- _Document segment_:

I wanted to give you a real life example of how malware can infect your system and how the different elements of a good computer security setup as described here can protect your computer against it.
A client contacted me to ask if a suspicious email was in fact legit. It was one of those fake UPS emails announcing “your package has arrived”, and giving a link to download the invoice. The link was actually a small program that would download to your computer if clicked on. Even though I knew the file was malicious, adventurous as I am, I clicked on the link and downloaded the program with the purpose of opening it just to see what would happen. NOTE: Don’t try anything like that if you’re not an expert and know how to contain an infection before it affects your computer, unless you want to end up with an infected computer.
The malicious file, being relatively new, was missed by my antivirus program both when I downloaded it AND when I opened it. Tsk-tsk. But I don’t really hold it against it – later I submitted that file to an online scanner that scans any file against 43 different antivirus programs and only 5 out of the 43 identified the file as malicious! That is why you want to have several layers of protection. But read on.

- _Dataset section_:
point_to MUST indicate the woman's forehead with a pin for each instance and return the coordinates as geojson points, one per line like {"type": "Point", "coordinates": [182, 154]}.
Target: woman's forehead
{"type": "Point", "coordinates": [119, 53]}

- _Problem A_:
In the malware example, how many of the 43 antivirus programs identified the downloaded file as malicious?
- _Problem B_:
Continue the malware example from its last sentence.

- _Task answer A_:
Only 5 of the 43.

- _Task answer B_:
As soon as I opened the malicious file two things happened. My firewall alerted me to the fact that a program was trying to communicate to the internet in a suspicious way (and blocked it until I decided whether or not to grant access) and AppGuard alerted me that it had blocked a program attempting to launch (start, open, execute) from an illegal location. I looked into the steps of that program created by the original malicious file downloaded, and in it there were instructions to delete the original executable file and itself! Sneaky bastard! In other words, the original program would have delivered its payload by starting, planting its infection, “calling home” (“home” being a website with an IP address of 76.76.104.203, somewhere in Canada), and then creating another program that would in turn delete all visible evidence of infection!
Since I had done all the above in a controlled virtual environment, a restart of the computer undid all changes that might have occurred in case something had gone past all the other layers of protection. But I hope this gives you a better idea of how an infection can occur and hide itself from view, and how a good security setup can keep you safe.